» Document:

## Begin

Hackett and Houghton concluded that the distal (ring plain) facies consists of interbedded epiclastic volcanic deposits that are interbedded with ashfall deposits and fluvially reworked avalanche or volcanic mudflows. This plain forms a 6- to 15-km-wide girdle around the composite cone, which is formed by overlapping alluvial fans. Hummocky mounds on the plain are part of a sector collapse avalanche deposit.
Hackett and Houghton also determined that the cones at Ruapehu are mostly constructed of lavas and domes and that pyroclastic and epiclastic materials are found mostly on the ring plain.
A Model Based on Heat Flow Measurements
Iriyama and Oki (1978) measured temperature profiles in Hakone Volcano, Japan. However, the model was for a composite cone that grew within a small caldera. Hydrothermal activity is most intense in the eastern half of the caldera—probably because recharged groundwater from the lake in the western half of the caldera flows toward sea level in the east (Fig. 7.20). The thermal regime is most likely related to the caldera and not to the overlying composite cone.
Composite Cone Geothermal Systems
As discussed earlier in this chapter, many of the geothermal systems that were believed to be part of composite cones are actually located below the mature cones or are linked to other structures such as calderas and recent extensional faulting. Within the
Cascade Range of the U.S., there are few surface manifestations of hydrothermal activity at young composite cones (Duffield, 1983). Basaltic and andesitic volcanoes are generally not underlain by large, shallow crustal magma reservoirs. Only the most mature of these cones contain known geothermal reservoirs: for example, Crater Lake and Newberry volcanoes in Oregon, where there are young, voluminous, silicic magmas and small calderas.

## End

» What is needed: Please continue the passage on composite cone geothermal systems, starting after its last sentence.

» Dataset records:
## Begin

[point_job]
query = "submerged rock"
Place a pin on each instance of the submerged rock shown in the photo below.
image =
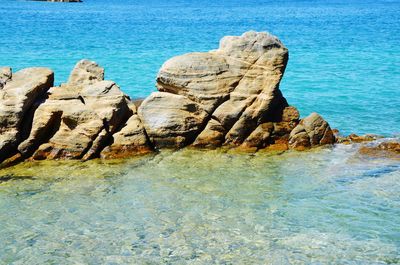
(311, 131)
(384, 149)
(229, 96)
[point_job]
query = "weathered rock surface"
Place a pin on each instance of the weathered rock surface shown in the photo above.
(131, 139)
(18, 99)
(79, 118)
(171, 120)
(229, 96)
(311, 131)
(237, 85)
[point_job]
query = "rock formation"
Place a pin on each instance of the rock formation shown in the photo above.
(229, 96)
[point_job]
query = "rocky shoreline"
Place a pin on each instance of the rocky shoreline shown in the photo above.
(226, 97)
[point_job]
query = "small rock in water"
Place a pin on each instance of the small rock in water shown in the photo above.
(385, 149)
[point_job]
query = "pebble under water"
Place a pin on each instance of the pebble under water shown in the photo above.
(325, 206)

## End

» Task response:
For many composite cones, the traditional exploration methods such as measuring shallow heat flow, examining surface manifestations (hot springs, fumaroles, acid alteration, etc.), and evaluating electrical geophysical data are not successful (LaFleur, 1983; Wright and Ward, 1983). In most cases, high infiltration rates for rainfall and snowmelt near volcano summits can hydrologically mask any geothermal systems because the summit and slopes are saturated with cold water to depths of 500 m to 1 km. Within the Cascade Range of the western U.S., this phenomenon is known as the "rain curtain" (Swanberg et al ., 1988). Groundwater heated by plutons below Quaternary-age volcanoes of the Oregon Cascades flows laterally into the upper zones of older volcanic rocks on the flanks of the volcanic chain. The result is an area of near-zero shallow conductive heat flow around the young volcano as well as shallow high thermal gradients in the older rocks (Ingebritsen et al ., 1989). In this environment, the only effective exploration/evaluation methods are (a) a search for indirect clues such as youthful silicic tuffs and lavas and phreatic craters, (b) the qualitative maturity index (Fig. 7.6), and (c) intermediate to deep thermal gradient holes.
Proven (Drilled) Geothermal Fields
Meager Mountain in British Columbia, Canada, with a volume of 70 km3 and a cone height of 1500 m, comprises nine overlapping andesitic and dacitic volcanic assemblages that range from late Pliocene to 2440 years BP (Souther, 1985). Its multiple vents are aligned along a north-south trend. The volcano overlies a high-relief surface of older plutonic and metamorphic rocks (late Mesozoic to early Tertiary Coast Plutonic complex and late Miocene epizonal plutons). The older rocks consist of andesitic flows and volcanic breccias, and the younger rocks are dacitic flows and domes, ashfall deposits, and ignimbrites.
Warm springs of ~60°C issue from faults within the basement rocks at the base of the volcano. Much of the anomaly is masked by near-surface meteoritic water. Fifteen
coreholes were drilled on the northern and southern flanks of the volcano (Adams et al ., 1985). Argillic alteration of the basement rocks was detected on the northern slope, but no hydrothermal fluids were found. Below the southern slopes, a plume of hot water (~200°C) rises along north-south-trending faults and along fractures within basement rocks; 233 to 264°C fluids were encountered at depths of 3 to 3.5 km in fractured plutonic rocks.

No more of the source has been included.